### SOURCE PASSAGE
::::::

Missouri Governor Mike Parson on Wednesday signed legislation passed in the just-concluded special session which will spend roughly $760 million on permanent income tax cuts and $40 million annually over the next six years for agriculture tax credits.


What You Need To Know

  • Missouri Gov. Mike Parson signed off on a permanent income tax cut bill 

  • Income taxes will be cut from 5.3% to 4.95% beginning next year and phase in additional cuts until the rate hits 4.5%

  • Once the income tax rate hits 4.5%, savings for those workers would amount to roughly $29 to $131 a year on average, according to the same analysis

  • It also includes $40 million annually over the next 6 years for agriculture tax credits

Under the new law, income taxes will be cut from 5.3% to 4.95% beginning next year and phase in additional cuts until the rate hits 4.5%. The bill applies to the top income tax rate, which covers those who make more than about $8,700 a year in taxable income. The additional cuts would be triggered by revenue growth benchmarks tied to inflation.

The measure also eliminates the lowest tax bracket, meaning earners who bring in less than about $1,000 a year no longer will have to pay state income taxes. Taxpayers who make between $22,000 and $66,000 a year would on average see savings of between $10 and $50 next year because of the income tax cut, according to an analysis by the Missouri Budget Project. The organization analyzes state budget policy and its impact on low-income families.

Once the income tax rate hits 4.5%, savings for those workers would amount to roughly $29 to $131 a year on average, according to the same analysis.

Earners who make $66,000 to $110,000 a year would on average see about $120 in immediate savings and $275 per year in savings once the full tax cuts kick in.

::::::

### SOURCE INFORMATION
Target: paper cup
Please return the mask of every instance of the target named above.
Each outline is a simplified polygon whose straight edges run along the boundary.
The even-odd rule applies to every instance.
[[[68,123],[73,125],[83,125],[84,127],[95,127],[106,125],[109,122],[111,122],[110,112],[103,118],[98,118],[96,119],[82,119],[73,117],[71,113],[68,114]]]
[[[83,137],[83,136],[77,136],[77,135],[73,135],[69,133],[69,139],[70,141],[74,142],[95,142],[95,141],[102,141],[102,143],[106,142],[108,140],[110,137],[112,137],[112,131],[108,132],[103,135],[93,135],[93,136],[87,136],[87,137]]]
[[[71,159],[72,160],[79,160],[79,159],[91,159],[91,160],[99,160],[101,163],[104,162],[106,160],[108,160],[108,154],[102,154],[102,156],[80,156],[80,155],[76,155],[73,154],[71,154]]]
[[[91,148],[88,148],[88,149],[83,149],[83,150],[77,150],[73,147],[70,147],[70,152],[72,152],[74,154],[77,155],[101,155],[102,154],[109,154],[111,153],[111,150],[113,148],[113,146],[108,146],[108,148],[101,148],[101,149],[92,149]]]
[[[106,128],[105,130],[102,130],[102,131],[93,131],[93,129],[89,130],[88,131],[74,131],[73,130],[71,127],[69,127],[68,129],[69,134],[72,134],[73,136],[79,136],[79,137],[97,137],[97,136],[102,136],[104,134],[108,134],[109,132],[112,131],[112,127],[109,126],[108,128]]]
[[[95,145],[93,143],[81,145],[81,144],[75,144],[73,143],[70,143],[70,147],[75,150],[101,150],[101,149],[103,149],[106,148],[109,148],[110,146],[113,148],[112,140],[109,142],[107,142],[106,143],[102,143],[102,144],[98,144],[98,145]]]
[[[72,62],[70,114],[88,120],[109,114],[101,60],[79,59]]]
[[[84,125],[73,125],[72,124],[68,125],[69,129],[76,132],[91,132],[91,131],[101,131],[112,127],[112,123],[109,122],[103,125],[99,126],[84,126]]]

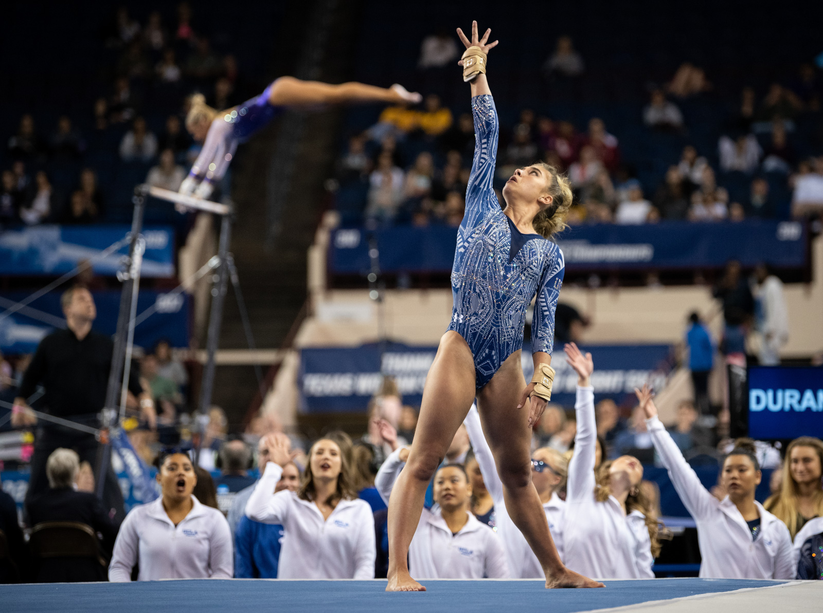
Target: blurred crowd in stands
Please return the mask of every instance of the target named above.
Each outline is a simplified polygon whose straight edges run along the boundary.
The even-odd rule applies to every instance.
[[[97,44],[118,58],[104,70],[109,82],[91,88],[100,97],[88,113],[54,125],[26,113],[4,135],[2,227],[123,221],[136,184],[177,191],[200,148],[184,126],[187,96],[201,91],[226,108],[248,94],[235,55],[214,49],[193,20],[186,2],[173,23],[117,10]]]
[[[434,35],[423,41],[418,68],[452,67],[458,58],[451,37]],[[558,39],[543,70],[551,87],[568,86],[584,73],[569,36]],[[495,187],[516,168],[542,159],[571,180],[573,224],[817,215],[823,207],[823,143],[817,133],[823,81],[813,63],[785,81],[765,92],[746,87],[733,105],[716,100],[718,108],[729,108],[713,135],[713,148],[705,150],[690,142],[690,134],[700,127],[680,108],[710,95],[704,71],[684,63],[667,83],[649,85],[648,104],[622,127],[621,136],[633,141],[633,152],[663,145],[657,156],[667,159],[655,163],[664,172],[645,173],[642,180],[639,156],[625,155],[601,118],[574,125],[523,108],[514,125],[501,130]],[[505,86],[500,75],[490,82],[492,92]],[[450,109],[460,110],[455,117]],[[344,223],[458,225],[473,150],[467,96],[444,104],[429,93],[419,108],[385,108],[376,123],[349,138],[338,160],[337,201]],[[500,190],[498,197],[502,202]]]

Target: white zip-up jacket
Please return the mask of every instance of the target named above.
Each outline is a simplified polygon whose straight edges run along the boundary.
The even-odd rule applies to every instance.
[[[393,452],[377,473],[374,486],[388,504],[392,487],[405,462]],[[409,571],[419,579],[509,578],[511,575],[500,539],[468,511],[468,521],[452,534],[439,509],[424,509],[409,546]]]
[[[544,578],[546,575],[537,556],[532,551],[532,548],[526,542],[526,537],[514,525],[514,522],[512,521],[506,510],[506,504],[503,497],[503,482],[497,472],[497,466],[495,464],[495,457],[491,454],[491,449],[486,440],[486,435],[483,434],[483,426],[480,422],[480,413],[477,413],[477,408],[474,404],[469,409],[463,424],[466,426],[472,448],[474,449],[475,459],[477,460],[481,474],[483,475],[486,489],[488,490],[495,502],[497,536],[503,542],[503,547],[509,560],[509,570],[511,572],[512,577],[524,579]],[[562,526],[565,508],[565,503],[560,499],[557,492],[552,493],[549,501],[543,505],[546,519],[549,522],[549,530],[551,532],[551,538],[555,542],[555,546],[557,547],[557,553],[560,554],[561,560],[564,560]]]
[[[651,539],[643,514],[635,510],[625,515],[613,495],[603,502],[594,496],[597,431],[593,388],[578,387],[574,410],[577,435],[563,519],[565,564],[592,578],[653,578]]]
[[[700,577],[734,579],[791,579],[796,567],[792,537],[786,524],[759,502],[760,533],[751,539],[751,530],[734,503],[726,496],[718,500],[700,480],[672,436],[657,417],[646,420],[660,459],[683,505],[697,523],[700,546]]]
[[[135,507],[120,526],[109,565],[109,580],[230,578],[234,574],[231,531],[223,514],[192,496],[194,506],[175,527],[163,498]]]
[[[328,519],[314,502],[294,491],[272,494],[283,469],[269,462],[246,503],[256,522],[280,523],[286,535],[277,578],[282,579],[374,578],[374,516],[365,500],[340,500]]]

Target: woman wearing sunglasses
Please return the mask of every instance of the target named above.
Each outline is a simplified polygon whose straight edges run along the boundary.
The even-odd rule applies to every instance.
[[[489,444],[483,435],[480,423],[480,413],[474,405],[469,409],[463,422],[468,432],[474,457],[483,475],[486,487],[495,502],[497,534],[503,540],[503,546],[509,559],[509,568],[512,577],[516,578],[543,578],[546,575],[540,565],[537,556],[526,542],[523,533],[514,525],[506,512],[503,498],[503,483],[497,474],[495,458]],[[565,485],[569,462],[555,449],[543,447],[532,454],[532,482],[534,483],[540,501],[543,505],[546,519],[549,522],[549,531],[557,547],[560,560],[563,557],[563,509],[565,503],[557,495]]]

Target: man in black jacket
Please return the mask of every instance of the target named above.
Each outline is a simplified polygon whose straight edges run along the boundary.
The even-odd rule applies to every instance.
[[[56,330],[40,341],[14,401],[12,424],[16,427],[36,422],[26,399],[35,393],[38,385],[45,388],[43,405],[46,413],[81,426],[97,427],[100,424],[98,413],[105,403],[114,343],[108,336],[91,330],[97,310],[88,289],[81,286],[70,288],[63,294],[61,303],[67,330]],[[128,389],[140,399],[143,417],[154,428],[154,403],[151,394],[143,391],[137,375],[129,377]],[[44,422],[37,430],[26,500],[46,489],[46,459],[58,447],[73,449],[81,460],[97,466],[100,445],[93,434]],[[125,512],[117,477],[109,466],[105,477],[99,475],[97,478],[105,478],[104,507],[119,524]]]
[[[32,528],[43,522],[80,522],[98,535],[101,551],[110,558],[117,527],[94,494],[77,491],[80,457],[72,449],[55,449],[46,462],[49,489],[26,501]],[[106,568],[94,558],[44,558],[37,560],[35,581],[63,583],[105,581]]]

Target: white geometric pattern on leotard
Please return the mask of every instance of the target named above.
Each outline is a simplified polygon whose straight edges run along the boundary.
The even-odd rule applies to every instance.
[[[494,100],[475,96],[472,110],[474,160],[452,267],[454,306],[449,330],[472,349],[480,388],[523,347],[526,311],[535,294],[532,351],[551,353],[565,268],[560,248],[546,239],[527,241],[509,264],[511,230],[492,188],[499,131]]]

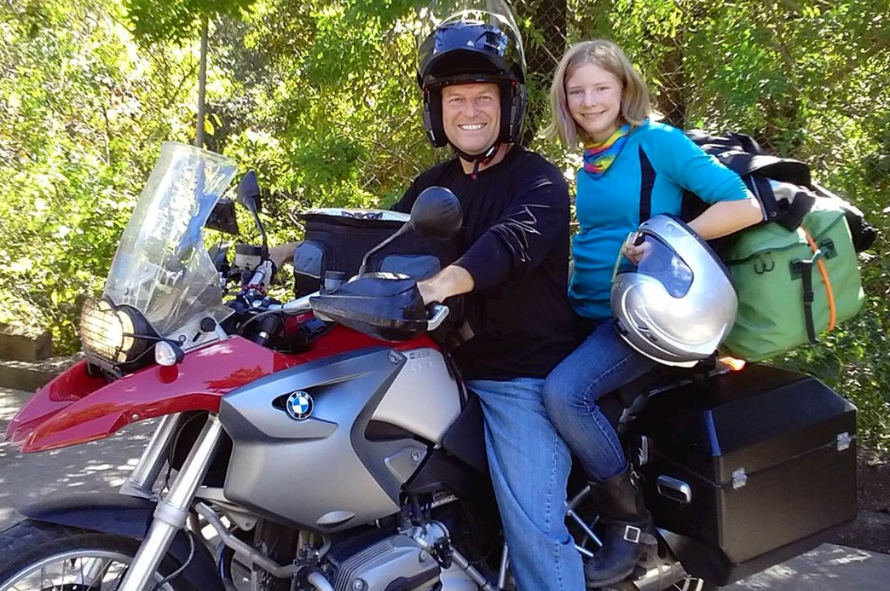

::::::

### TASK SET
**A.** List every income tax rate, as a percentage, that the Missouri tax cut article mentions.
**B.** Summarize the Missouri tax cut article in two sentences.
**C.** Carry on the Missouri tax cut article from its last sentence.

### RESULTS FOR THE EXERCISE
**A.**
5.3%
4.95%
4.5%

**B.** Missouri Governor Mike Parson signed legislation that spends roughly $760 million on permanent income tax cuts and $40 million annually over the next six years for agriculture tax credits. The top income tax rate will drop from 5.3% to 4.95% next year and fall further to 4.5% as revenue benchmarks are met, and the lowest tax bracket is eliminated.

**C.**
And taxpayers who make about $1.6 million per year would save roughly $4,200 next year and $9,500 per year once the bill is fully implemented.

Democrats and some Republicans criticized the measure as favoring wealthier Missourians while doing little for low-income families and retired workers on fixed incomes.

Parson Wednesday defended the cut, calling it balanced and fiscally responsible and coming at a time of record spending for education and infrastructure.

More than two dozen other states have passed or are considering tax cuts or rebates in response to an outpouring of federal pandemic aid and their own surging tax revenue.

The bill Missouri lawmakers passed represents a compromise between Republican senators who wanted even deeper tax cuts and those worried about cutting so much that government services might need to be slashed if future revenue collections are not as strong. It does not include an increase to the standard deduction.

Legislators Tuesday finished work on agriculture tax incentives that were signed into law Wednesday. Parson vetoed similar legislation passed during the regular session, which ended in in May, citing two-year sunset provisions which he said didn’t give the programs enough time to prove effective, or allow for enough planning time.